**Texto fornecido**
+++

Julgo que os legisladores ao debruçaram-se sobre
a necessidade de se fazer uma lei para qualquer coisa devem levar em conta um
sem número de circunstancias entre elas o momento histórico, os hábitos
culturais, usos e costumes diversos e vai por aí afora.
É de se imaginar, portanto que uma infração ou crime não deva ser julgado dentro da estrita
interpretação da lei, mas há que se considerarem
as nuances de cada ocorrência. Caso contrário o julgador corre o risco de
tornar-se apenas um "leitor de leis", um defensor de talião, do olho
por olho e dente por dente. Um julgador assim é um acessório desnecessário.
Do julgador deve-se exigir uma boa dose de
compreensão da natureza humana, senso de solidariedade, conhecimento das
misérias dos homens para, sempre a luz da lei, mas não estritamente dependente
dela julgar com humanidade. Desconfio que um julgamento isento deve sempre levar as imperfeições dos
modelos de sociedade que vivemos e acima de tudo proteger sempre a parte que,
por condições culturais, físicas e econômicas, é a mais vulnerável.
Segue ganhando repercussão a polêmica votação do Superior Tribunal de
Justiça, que na semana passada absolveu um homem acusado de haver
estuprado, em 2002, três meninas que na ocasião tinham 12 anos de idade.
Os jornais publicam na sexta-feira (6/4) uma manifestação do Escritório
Regional para a América do Sul do Alto Comissariado das Nações Unidas
para os Direitos Humanos. Segundo a declaração oficial do representante
da instituição, “é impensável que a vida sexual de uma criança possa ser
usada para revogar seus direitos”. De acordo com sua interpretação, a
decisão do STJ abre precedente perigoso e discrimina as vítimas com base
na idade e gênero.
A votação dos desembargadores já havia sido deplorada por
representantes da Unesco, o organismo da ONU para Educação, Ciência e
Cultura, e vem sendo criticada também por autoridades brasileiras, entre
as quais a ministra Maria do Rosário, da Secretaria Nacional de
Direitos Humanos.
Na quarta-feira (4/4), o Ministério Público Federal ingressou com
embargo de declaração na tentativa de alterar a decisão da corte.

+++

**O que fazer**
Transcreva, sem qualquer alteração, o trecho do texto sobre o papel do julgador que vai de "É de se imaginar, portanto" até "um acessório desnecessário.". Os registros constituem material à parte, sem relação com o texto.

(Entradas de rotulagem de contornos)
+++

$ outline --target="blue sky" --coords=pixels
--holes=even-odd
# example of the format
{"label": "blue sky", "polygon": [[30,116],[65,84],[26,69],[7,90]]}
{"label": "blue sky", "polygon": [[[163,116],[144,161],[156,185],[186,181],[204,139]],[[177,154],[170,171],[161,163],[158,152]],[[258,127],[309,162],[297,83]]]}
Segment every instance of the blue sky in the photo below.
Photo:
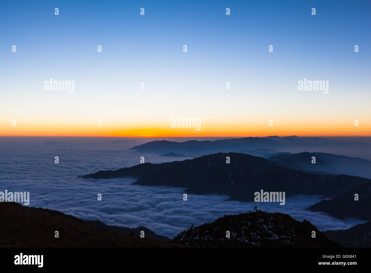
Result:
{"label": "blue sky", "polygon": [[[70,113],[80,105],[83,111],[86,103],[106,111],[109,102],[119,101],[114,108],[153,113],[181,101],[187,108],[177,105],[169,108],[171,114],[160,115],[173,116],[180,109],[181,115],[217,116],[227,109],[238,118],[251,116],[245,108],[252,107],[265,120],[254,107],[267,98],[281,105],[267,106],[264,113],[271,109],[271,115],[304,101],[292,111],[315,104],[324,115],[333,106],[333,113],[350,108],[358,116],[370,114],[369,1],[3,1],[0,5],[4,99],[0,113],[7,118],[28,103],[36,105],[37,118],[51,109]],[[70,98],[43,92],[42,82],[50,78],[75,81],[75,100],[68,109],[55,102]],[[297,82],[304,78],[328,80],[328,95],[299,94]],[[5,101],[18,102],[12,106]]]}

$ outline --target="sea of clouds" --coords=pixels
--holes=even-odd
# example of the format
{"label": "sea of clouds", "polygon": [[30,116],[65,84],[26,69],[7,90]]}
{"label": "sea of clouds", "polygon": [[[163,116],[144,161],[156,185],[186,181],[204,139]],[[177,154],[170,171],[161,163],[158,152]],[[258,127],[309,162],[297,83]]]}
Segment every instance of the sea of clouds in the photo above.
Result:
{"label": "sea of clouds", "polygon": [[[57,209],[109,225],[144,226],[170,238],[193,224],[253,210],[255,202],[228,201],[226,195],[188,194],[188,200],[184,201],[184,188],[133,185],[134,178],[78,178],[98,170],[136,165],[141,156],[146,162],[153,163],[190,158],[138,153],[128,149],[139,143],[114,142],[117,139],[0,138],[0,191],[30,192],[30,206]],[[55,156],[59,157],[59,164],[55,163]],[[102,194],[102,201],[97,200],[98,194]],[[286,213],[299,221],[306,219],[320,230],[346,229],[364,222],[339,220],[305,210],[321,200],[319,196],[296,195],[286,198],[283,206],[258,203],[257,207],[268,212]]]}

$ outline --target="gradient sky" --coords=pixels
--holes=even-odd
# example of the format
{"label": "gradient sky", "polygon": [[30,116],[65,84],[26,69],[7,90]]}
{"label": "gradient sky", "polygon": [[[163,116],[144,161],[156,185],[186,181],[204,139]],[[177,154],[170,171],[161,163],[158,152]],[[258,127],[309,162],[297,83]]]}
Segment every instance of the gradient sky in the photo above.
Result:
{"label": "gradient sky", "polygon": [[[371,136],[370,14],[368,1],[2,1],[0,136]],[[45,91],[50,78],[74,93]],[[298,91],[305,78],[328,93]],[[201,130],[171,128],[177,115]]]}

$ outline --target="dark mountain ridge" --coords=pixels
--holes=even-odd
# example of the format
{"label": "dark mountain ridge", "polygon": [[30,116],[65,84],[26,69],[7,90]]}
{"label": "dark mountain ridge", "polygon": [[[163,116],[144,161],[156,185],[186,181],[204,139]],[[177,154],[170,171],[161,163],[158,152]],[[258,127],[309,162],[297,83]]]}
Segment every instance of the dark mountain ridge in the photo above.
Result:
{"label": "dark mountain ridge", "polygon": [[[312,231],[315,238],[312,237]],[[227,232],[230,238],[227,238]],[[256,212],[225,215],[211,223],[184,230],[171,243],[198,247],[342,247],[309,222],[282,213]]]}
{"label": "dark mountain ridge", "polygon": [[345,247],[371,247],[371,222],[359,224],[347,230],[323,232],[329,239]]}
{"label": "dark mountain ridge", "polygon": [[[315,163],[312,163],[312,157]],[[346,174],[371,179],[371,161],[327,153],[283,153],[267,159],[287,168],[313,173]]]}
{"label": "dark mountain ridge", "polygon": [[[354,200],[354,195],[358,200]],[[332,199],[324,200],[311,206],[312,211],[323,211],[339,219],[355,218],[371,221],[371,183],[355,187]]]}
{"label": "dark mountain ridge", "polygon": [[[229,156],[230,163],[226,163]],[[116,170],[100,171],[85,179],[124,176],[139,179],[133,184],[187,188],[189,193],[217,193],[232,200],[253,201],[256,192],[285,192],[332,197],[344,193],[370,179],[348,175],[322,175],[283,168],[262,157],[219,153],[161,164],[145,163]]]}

+++

**Resolução detalhada**
É de se imaginar, portanto que uma infração ou crime não deva ser julgado dentro da estrita
interpretação da lei, mas há que se considerarem
as nuances de cada ocorrência. Caso contrário o julgador corre o risco de
tornar-se apenas um "leitor de leis", um defensor de talião, do olho
por olho e dente por dente. Um julgador assim é um acessório desnecessário.